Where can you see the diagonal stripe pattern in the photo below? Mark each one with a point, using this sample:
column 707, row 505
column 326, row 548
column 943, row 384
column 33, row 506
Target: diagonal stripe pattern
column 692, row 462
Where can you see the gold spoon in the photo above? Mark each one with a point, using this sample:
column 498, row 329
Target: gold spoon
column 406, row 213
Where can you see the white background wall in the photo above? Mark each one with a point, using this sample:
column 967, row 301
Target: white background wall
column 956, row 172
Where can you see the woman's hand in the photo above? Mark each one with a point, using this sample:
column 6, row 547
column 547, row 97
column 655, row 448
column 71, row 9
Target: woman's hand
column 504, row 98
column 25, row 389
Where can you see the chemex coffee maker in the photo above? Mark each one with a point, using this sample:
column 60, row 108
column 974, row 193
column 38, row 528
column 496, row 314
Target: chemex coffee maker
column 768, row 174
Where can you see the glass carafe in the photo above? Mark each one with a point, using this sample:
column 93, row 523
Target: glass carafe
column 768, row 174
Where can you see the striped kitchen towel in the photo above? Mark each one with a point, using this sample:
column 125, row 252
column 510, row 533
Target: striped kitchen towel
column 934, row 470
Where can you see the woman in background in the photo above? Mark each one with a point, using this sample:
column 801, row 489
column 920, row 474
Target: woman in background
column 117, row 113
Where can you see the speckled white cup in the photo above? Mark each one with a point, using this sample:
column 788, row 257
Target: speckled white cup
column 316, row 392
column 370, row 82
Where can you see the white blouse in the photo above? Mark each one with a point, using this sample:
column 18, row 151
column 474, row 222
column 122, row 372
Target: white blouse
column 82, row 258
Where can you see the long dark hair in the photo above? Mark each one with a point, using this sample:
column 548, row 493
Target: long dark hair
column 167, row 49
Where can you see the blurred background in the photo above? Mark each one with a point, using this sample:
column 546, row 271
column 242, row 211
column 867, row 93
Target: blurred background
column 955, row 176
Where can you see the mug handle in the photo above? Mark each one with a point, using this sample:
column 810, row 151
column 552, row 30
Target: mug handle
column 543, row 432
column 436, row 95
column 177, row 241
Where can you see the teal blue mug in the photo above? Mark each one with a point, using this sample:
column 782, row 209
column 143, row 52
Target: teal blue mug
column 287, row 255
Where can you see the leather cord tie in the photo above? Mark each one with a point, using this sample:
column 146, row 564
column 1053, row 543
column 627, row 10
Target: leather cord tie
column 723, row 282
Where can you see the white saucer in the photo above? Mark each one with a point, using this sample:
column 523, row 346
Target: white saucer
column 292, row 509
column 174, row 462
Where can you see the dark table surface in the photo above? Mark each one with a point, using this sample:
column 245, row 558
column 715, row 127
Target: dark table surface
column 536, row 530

Given problem →
Copy the records above word for word, from their first line through the line that contains "column 370, row 82".

Complete response →
Where can you see the diagonal stripe pattern in the photo below? Mark each one with a point, using this sample:
column 707, row 505
column 326, row 548
column 943, row 384
column 33, row 506
Target: diagonal stripe pattern
column 692, row 462
Where can you see the gold spoon in the photo above? Mark each one with a point, using this sample:
column 498, row 329
Target: gold spoon
column 406, row 213
Where can you see the white background wall in the photo above? Mark each one with a point, using this sample:
column 967, row 301
Target: white background wall
column 956, row 172
Where can you see the woman's hand in the photo above? Mark each one with a point, using this sample:
column 6, row 547
column 547, row 97
column 655, row 448
column 71, row 9
Target: woman's hand
column 504, row 98
column 25, row 389
Where can you see the chemex coffee maker in the photo above? Mark each one with a point, using this sample:
column 60, row 108
column 974, row 193
column 38, row 528
column 496, row 314
Target: chemex coffee maker
column 768, row 174
Where can you see the glass carafe in the photo above? Mark each one with a point, using this sample:
column 93, row 523
Target: glass carafe
column 768, row 174
Where can you see the striped kitchen towel in the photo above? Mark each one with a point, using this sample:
column 125, row 252
column 510, row 533
Target: striped kitchen towel
column 934, row 470
Where can you see the woman in background in the photo above? Mark each one with a point, using this sample:
column 801, row 489
column 920, row 474
Target: woman in background
column 117, row 113
Where can you see the speckled white cup in the photo above? Mark each one with a point, using this sample:
column 788, row 257
Target: speckled white cup
column 316, row 392
column 370, row 82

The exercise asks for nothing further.